• **WORK INSTRUCTIONS**
Nothing in the records may be left out or reworded; return them exactly.

** Opening INPUT block **

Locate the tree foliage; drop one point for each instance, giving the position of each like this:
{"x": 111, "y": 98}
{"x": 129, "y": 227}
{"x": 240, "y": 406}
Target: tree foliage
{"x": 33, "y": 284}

** Closing INPUT block **

• **ANSWER FOR THE TASK**
Locate the tree foliage; drop one point for each instance, giving the position of each like this:
{"x": 111, "y": 98}
{"x": 129, "y": 227}
{"x": 240, "y": 406}
Target: tree foliage
{"x": 33, "y": 284}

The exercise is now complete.